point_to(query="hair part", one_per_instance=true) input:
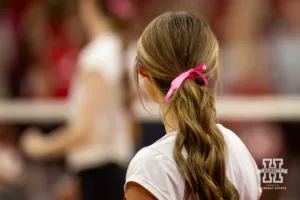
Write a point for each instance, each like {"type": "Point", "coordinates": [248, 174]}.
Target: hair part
{"type": "Point", "coordinates": [171, 44]}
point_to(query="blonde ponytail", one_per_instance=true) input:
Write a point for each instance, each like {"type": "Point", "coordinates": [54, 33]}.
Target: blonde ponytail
{"type": "Point", "coordinates": [172, 44]}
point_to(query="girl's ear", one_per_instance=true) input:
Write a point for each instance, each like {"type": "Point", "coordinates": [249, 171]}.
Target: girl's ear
{"type": "Point", "coordinates": [143, 72]}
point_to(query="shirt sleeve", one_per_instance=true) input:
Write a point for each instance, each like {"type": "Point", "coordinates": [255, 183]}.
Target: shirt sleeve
{"type": "Point", "coordinates": [103, 54]}
{"type": "Point", "coordinates": [157, 174]}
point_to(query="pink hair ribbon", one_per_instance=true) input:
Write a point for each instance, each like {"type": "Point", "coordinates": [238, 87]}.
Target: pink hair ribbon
{"type": "Point", "coordinates": [188, 74]}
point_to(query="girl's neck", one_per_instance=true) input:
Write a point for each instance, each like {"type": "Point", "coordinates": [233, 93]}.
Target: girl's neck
{"type": "Point", "coordinates": [169, 120]}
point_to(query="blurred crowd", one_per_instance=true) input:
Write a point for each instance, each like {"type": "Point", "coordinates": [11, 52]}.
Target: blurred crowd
{"type": "Point", "coordinates": [40, 41]}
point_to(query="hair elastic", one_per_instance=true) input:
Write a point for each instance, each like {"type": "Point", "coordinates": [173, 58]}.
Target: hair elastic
{"type": "Point", "coordinates": [188, 74]}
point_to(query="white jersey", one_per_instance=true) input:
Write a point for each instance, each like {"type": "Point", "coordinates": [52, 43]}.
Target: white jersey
{"type": "Point", "coordinates": [155, 169]}
{"type": "Point", "coordinates": [111, 137]}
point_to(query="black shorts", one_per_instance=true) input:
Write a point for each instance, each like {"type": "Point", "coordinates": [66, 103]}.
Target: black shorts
{"type": "Point", "coordinates": [105, 182]}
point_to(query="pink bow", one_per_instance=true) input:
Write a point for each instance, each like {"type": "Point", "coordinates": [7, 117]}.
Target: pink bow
{"type": "Point", "coordinates": [188, 74]}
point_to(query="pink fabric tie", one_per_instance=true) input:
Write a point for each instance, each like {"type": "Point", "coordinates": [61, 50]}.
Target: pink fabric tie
{"type": "Point", "coordinates": [188, 74]}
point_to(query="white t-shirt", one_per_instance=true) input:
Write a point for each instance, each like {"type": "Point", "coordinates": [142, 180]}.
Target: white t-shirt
{"type": "Point", "coordinates": [111, 137]}
{"type": "Point", "coordinates": [155, 169]}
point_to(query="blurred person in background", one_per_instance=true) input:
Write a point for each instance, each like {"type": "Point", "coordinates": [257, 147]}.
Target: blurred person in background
{"type": "Point", "coordinates": [284, 47]}
{"type": "Point", "coordinates": [97, 139]}
{"type": "Point", "coordinates": [11, 167]}
{"type": "Point", "coordinates": [8, 46]}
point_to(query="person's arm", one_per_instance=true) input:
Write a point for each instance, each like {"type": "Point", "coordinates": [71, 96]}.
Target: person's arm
{"type": "Point", "coordinates": [135, 191]}
{"type": "Point", "coordinates": [77, 131]}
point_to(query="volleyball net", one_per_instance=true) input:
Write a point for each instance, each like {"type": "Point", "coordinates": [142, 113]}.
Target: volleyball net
{"type": "Point", "coordinates": [231, 108]}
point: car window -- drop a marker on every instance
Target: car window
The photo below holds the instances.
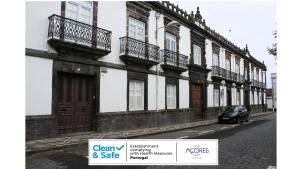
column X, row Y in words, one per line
column 232, row 108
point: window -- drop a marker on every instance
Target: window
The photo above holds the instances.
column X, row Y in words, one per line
column 257, row 97
column 197, row 54
column 245, row 73
column 80, row 11
column 237, row 67
column 171, row 42
column 227, row 63
column 216, row 97
column 215, row 59
column 171, row 96
column 136, row 29
column 238, row 98
column 136, row 95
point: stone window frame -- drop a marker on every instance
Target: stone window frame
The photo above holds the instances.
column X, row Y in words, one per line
column 199, row 41
column 140, row 14
column 140, row 77
column 94, row 17
column 216, row 50
column 174, row 81
column 173, row 31
column 216, row 87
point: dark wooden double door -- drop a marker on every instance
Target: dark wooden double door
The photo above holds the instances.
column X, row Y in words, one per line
column 75, row 105
column 197, row 101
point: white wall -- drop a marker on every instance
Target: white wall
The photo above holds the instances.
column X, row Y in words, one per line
column 242, row 96
column 151, row 92
column 210, row 95
column 222, row 58
column 269, row 102
column 242, row 66
column 251, row 96
column 184, row 94
column 208, row 56
column 36, row 23
column 185, row 44
column 223, row 100
column 38, row 85
column 114, row 21
column 113, row 90
column 233, row 96
column 161, row 92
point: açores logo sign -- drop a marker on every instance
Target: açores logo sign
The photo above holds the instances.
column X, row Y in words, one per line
column 107, row 152
column 197, row 150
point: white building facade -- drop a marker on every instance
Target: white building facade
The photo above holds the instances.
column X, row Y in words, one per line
column 148, row 65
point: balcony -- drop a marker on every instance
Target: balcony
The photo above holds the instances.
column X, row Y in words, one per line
column 220, row 73
column 240, row 79
column 174, row 61
column 223, row 74
column 256, row 83
column 137, row 52
column 67, row 35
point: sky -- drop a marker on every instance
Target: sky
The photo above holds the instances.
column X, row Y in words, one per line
column 250, row 22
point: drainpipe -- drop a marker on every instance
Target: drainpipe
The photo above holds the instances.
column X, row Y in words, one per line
column 157, row 16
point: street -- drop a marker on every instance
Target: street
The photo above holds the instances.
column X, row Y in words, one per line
column 250, row 145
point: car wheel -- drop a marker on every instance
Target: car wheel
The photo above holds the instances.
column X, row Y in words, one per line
column 238, row 120
column 247, row 119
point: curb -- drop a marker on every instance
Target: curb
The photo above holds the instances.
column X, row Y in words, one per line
column 146, row 132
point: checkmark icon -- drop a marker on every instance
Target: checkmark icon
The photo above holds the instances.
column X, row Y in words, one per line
column 119, row 148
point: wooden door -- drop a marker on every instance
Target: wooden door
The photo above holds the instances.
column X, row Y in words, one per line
column 74, row 103
column 197, row 102
column 228, row 98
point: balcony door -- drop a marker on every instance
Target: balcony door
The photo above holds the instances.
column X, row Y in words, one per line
column 227, row 64
column 81, row 11
column 171, row 47
column 74, row 107
column 136, row 34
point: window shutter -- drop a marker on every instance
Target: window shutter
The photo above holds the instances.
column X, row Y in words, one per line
column 136, row 95
column 132, row 97
column 140, row 95
column 171, row 96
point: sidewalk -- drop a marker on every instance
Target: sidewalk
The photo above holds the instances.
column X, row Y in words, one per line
column 81, row 138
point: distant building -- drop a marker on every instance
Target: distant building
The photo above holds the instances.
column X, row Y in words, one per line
column 274, row 88
column 269, row 97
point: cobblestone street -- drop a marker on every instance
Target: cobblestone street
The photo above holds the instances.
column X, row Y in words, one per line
column 250, row 145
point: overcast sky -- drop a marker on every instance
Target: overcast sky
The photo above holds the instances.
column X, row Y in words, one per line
column 251, row 23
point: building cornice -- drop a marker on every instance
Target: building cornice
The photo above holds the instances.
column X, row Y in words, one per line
column 197, row 23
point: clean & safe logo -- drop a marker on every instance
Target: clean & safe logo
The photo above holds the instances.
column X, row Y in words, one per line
column 107, row 152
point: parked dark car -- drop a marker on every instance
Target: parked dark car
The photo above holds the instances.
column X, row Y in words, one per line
column 235, row 114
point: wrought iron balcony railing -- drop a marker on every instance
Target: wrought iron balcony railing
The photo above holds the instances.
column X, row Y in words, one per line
column 220, row 72
column 227, row 74
column 69, row 30
column 257, row 83
column 138, row 49
column 234, row 76
column 174, row 59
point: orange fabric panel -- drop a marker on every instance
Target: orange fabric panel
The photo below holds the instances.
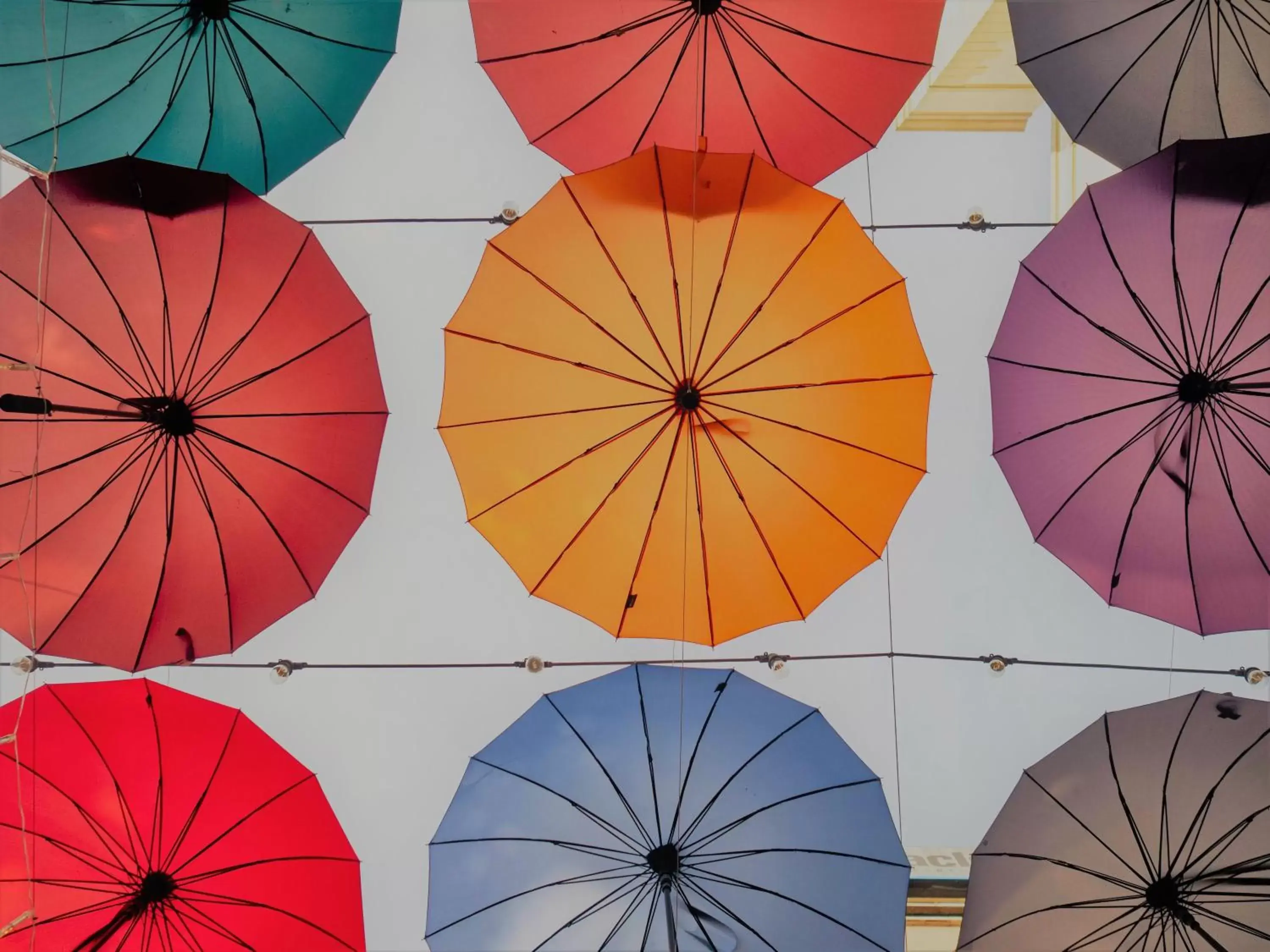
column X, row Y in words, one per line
column 685, row 396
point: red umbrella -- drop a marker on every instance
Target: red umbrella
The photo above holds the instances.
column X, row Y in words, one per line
column 197, row 441
column 160, row 822
column 807, row 84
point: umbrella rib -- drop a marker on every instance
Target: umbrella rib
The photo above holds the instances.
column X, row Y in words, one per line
column 1129, row 69
column 740, row 9
column 723, row 880
column 1157, row 330
column 754, row 45
column 205, row 497
column 638, row 23
column 1081, row 374
column 750, row 108
column 599, row 876
column 284, row 25
column 661, row 99
column 196, row 388
column 695, row 464
column 648, row 751
column 591, row 320
column 610, row 88
column 1165, row 851
column 621, row 277
column 831, row 319
column 727, row 256
column 610, row 828
column 1088, row 871
column 326, row 485
column 480, row 423
column 694, row 847
column 202, row 798
column 583, row 455
column 558, row 360
column 696, row 747
column 691, row 828
column 604, row 502
column 648, row 532
column 225, row 471
column 795, row 483
column 754, row 520
column 1112, row 336
column 613, row 784
column 1124, row 804
column 768, row 297
column 670, row 254
column 1084, row 827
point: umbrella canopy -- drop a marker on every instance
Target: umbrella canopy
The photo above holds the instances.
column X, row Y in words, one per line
column 158, row 820
column 197, row 440
column 1132, row 77
column 1149, row 831
column 1129, row 384
column 685, row 396
column 660, row 808
column 251, row 88
column 807, row 84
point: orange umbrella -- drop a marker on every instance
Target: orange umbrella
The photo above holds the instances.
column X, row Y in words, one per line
column 685, row 396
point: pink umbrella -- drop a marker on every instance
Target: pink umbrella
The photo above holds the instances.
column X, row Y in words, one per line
column 1129, row 388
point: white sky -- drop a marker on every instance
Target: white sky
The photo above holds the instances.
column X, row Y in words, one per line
column 417, row 584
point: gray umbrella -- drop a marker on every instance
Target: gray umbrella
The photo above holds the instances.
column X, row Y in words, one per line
column 1128, row 78
column 1149, row 832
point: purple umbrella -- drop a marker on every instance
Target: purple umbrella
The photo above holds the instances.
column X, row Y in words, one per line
column 1129, row 388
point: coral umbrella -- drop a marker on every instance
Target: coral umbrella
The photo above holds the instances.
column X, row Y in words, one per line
column 1132, row 77
column 1129, row 381
column 685, row 396
column 199, row 437
column 251, row 88
column 1147, row 831
column 660, row 808
column 144, row 818
column 807, row 84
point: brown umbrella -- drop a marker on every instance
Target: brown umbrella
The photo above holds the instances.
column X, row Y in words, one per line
column 1149, row 831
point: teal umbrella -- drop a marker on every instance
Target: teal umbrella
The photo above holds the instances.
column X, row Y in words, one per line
column 249, row 88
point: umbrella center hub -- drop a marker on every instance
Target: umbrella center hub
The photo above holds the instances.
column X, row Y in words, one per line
column 155, row 888
column 209, row 9
column 665, row 861
column 1197, row 388
column 687, row 398
column 1165, row 895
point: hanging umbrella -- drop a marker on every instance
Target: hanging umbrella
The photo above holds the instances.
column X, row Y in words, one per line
column 251, row 88
column 199, row 436
column 807, row 84
column 1129, row 382
column 1149, row 831
column 685, row 396
column 144, row 818
column 660, row 808
column 1129, row 78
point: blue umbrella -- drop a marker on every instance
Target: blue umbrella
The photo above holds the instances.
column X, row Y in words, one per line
column 667, row 809
column 249, row 88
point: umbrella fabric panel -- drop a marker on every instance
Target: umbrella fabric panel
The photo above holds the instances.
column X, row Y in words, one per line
column 808, row 84
column 251, row 88
column 780, row 829
column 125, row 780
column 1128, row 78
column 196, row 292
column 1179, row 792
column 722, row 276
column 1127, row 385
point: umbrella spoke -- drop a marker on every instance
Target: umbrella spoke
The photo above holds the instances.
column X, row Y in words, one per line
column 613, row 263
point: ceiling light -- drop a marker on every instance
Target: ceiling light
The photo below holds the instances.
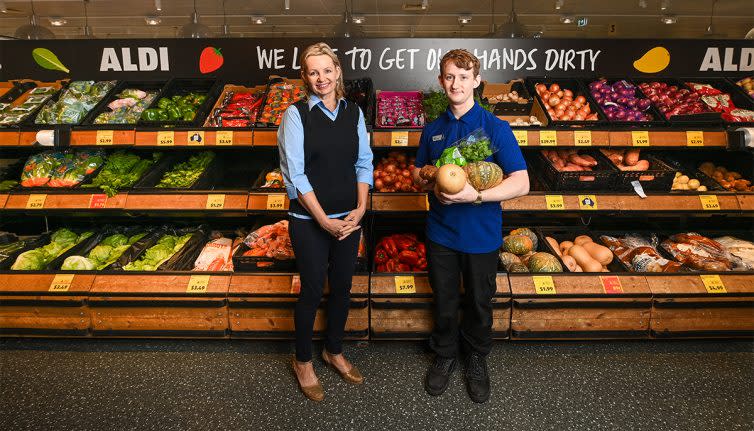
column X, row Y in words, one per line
column 668, row 19
column 58, row 21
column 152, row 20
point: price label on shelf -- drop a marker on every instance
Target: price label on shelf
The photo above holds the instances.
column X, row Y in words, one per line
column 587, row 202
column 548, row 138
column 215, row 202
column 554, row 202
column 195, row 137
column 640, row 138
column 165, row 138
column 36, row 202
column 713, row 283
column 399, row 139
column 694, row 138
column 543, row 285
column 522, row 136
column 276, row 202
column 224, row 137
column 97, row 201
column 198, row 284
column 709, row 202
column 405, row 284
column 61, row 283
column 104, row 137
column 611, row 284
column 582, row 138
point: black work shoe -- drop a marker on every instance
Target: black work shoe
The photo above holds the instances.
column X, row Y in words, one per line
column 438, row 375
column 477, row 379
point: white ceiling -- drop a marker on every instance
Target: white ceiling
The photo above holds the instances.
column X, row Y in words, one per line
column 386, row 18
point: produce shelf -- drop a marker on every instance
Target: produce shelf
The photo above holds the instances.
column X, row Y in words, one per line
column 571, row 306
column 685, row 307
column 221, row 202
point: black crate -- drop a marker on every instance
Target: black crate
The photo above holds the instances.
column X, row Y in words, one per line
column 210, row 87
column 602, row 177
column 566, row 84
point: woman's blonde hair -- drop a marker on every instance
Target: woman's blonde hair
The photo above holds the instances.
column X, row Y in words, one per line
column 322, row 48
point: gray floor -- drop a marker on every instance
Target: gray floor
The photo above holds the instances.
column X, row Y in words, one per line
column 202, row 385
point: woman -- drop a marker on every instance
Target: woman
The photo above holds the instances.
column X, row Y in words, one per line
column 327, row 167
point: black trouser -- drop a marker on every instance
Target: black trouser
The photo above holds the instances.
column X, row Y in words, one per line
column 479, row 273
column 319, row 255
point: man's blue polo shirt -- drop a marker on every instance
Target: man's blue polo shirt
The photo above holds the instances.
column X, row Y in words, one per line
column 468, row 228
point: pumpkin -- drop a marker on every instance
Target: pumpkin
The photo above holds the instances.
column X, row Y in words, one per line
column 528, row 232
column 483, row 175
column 544, row 262
column 517, row 244
column 507, row 259
column 518, row 267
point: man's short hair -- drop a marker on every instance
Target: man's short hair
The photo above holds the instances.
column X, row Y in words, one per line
column 462, row 59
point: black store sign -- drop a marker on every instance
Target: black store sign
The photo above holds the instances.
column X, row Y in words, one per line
column 393, row 64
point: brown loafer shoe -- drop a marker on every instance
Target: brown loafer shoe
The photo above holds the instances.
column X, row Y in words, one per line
column 314, row 392
column 352, row 376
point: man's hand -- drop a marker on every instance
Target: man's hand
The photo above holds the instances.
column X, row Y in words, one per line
column 467, row 195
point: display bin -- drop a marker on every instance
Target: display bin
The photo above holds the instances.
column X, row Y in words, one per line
column 262, row 307
column 159, row 305
column 42, row 304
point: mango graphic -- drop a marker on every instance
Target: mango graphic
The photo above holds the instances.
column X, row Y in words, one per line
column 653, row 61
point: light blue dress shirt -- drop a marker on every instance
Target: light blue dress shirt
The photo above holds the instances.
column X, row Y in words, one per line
column 291, row 148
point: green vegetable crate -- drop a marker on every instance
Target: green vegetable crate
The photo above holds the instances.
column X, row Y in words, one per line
column 182, row 103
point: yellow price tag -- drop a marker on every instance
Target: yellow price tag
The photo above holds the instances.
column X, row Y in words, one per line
column 61, row 283
column 543, row 285
column 198, row 284
column 694, row 138
column 224, row 137
column 36, row 202
column 166, row 138
column 522, row 136
column 713, row 284
column 640, row 138
column 104, row 137
column 405, row 284
column 548, row 138
column 195, row 137
column 555, row 202
column 587, row 202
column 582, row 138
column 709, row 202
column 215, row 202
column 399, row 139
column 276, row 202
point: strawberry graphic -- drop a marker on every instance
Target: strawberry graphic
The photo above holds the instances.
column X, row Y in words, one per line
column 210, row 60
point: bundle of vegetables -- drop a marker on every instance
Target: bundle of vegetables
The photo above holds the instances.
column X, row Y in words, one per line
column 400, row 253
column 270, row 240
column 184, row 175
column 122, row 170
column 60, row 241
column 76, row 101
column 167, row 246
column 127, row 107
column 103, row 254
column 582, row 254
column 60, row 169
column 639, row 254
column 519, row 253
column 176, row 108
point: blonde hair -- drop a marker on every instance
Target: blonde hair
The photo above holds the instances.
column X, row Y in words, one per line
column 322, row 48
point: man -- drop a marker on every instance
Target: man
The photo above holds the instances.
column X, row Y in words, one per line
column 464, row 230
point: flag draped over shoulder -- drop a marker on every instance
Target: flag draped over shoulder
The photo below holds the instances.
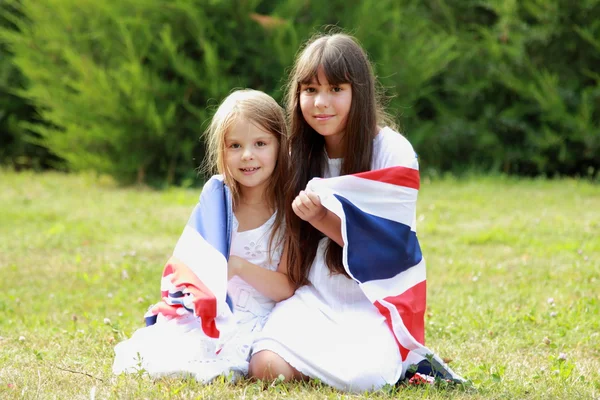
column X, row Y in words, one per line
column 382, row 253
column 194, row 280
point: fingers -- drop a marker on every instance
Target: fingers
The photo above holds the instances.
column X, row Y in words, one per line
column 307, row 205
column 314, row 198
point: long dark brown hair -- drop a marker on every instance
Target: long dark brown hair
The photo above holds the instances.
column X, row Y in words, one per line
column 262, row 110
column 343, row 61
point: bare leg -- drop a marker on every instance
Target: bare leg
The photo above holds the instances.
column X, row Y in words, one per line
column 267, row 366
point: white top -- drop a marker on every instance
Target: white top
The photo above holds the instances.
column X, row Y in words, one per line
column 329, row 329
column 253, row 246
column 338, row 291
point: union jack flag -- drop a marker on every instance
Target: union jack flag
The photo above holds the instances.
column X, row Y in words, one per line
column 382, row 253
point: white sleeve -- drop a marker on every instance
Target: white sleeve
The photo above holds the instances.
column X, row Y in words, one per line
column 392, row 149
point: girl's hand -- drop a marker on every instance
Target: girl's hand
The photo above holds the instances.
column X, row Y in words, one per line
column 234, row 266
column 307, row 206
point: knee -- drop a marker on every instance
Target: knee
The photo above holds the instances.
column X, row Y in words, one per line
column 267, row 366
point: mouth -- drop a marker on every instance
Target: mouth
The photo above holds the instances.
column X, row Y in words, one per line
column 249, row 170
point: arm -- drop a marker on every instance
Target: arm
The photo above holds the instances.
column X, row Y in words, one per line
column 273, row 284
column 307, row 206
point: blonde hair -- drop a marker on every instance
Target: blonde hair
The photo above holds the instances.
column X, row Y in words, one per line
column 261, row 109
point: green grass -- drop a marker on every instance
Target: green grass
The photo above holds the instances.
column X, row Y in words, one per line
column 513, row 287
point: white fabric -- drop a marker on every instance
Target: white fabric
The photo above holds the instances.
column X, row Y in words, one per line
column 329, row 329
column 189, row 352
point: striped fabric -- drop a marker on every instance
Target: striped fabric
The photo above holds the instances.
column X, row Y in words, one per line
column 382, row 253
column 194, row 280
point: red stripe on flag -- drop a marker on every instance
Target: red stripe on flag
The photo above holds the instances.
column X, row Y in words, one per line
column 388, row 320
column 399, row 176
column 205, row 302
column 411, row 306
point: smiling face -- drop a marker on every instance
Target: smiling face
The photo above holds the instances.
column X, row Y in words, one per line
column 250, row 155
column 325, row 108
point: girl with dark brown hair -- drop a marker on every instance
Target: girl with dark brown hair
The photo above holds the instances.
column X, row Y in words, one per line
column 329, row 329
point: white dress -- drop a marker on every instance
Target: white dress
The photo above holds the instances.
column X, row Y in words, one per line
column 329, row 329
column 176, row 348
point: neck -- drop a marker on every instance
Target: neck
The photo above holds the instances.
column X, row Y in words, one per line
column 252, row 196
column 334, row 146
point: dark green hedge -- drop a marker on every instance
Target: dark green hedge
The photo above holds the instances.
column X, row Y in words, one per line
column 126, row 87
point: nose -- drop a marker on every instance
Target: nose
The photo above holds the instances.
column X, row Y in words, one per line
column 322, row 100
column 247, row 154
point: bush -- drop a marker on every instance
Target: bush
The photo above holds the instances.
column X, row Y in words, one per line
column 123, row 87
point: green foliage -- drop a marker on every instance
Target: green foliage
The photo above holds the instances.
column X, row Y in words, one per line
column 15, row 148
column 512, row 289
column 123, row 87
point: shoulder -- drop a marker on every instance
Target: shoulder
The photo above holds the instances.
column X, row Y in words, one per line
column 391, row 148
column 216, row 183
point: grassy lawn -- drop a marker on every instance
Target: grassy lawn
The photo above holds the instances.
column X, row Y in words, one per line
column 513, row 287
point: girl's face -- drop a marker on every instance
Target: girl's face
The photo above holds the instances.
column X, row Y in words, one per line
column 250, row 154
column 325, row 108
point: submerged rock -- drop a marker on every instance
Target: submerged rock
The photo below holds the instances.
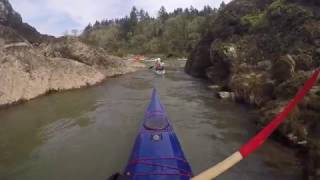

——————————

- **Task details**: Take the part that opens with the line containing "point: strawberry graphic" and closes with the line containing "column 210, row 60", and swap "marker" for "pin". Write out only those lines again, with nothing else changed.

- **Response**:
point: strawberry graphic -- drop a pin on every instance
Target: strawberry graphic
The photo above holds the instances.
column X, row Y in words, one per line
column 210, row 60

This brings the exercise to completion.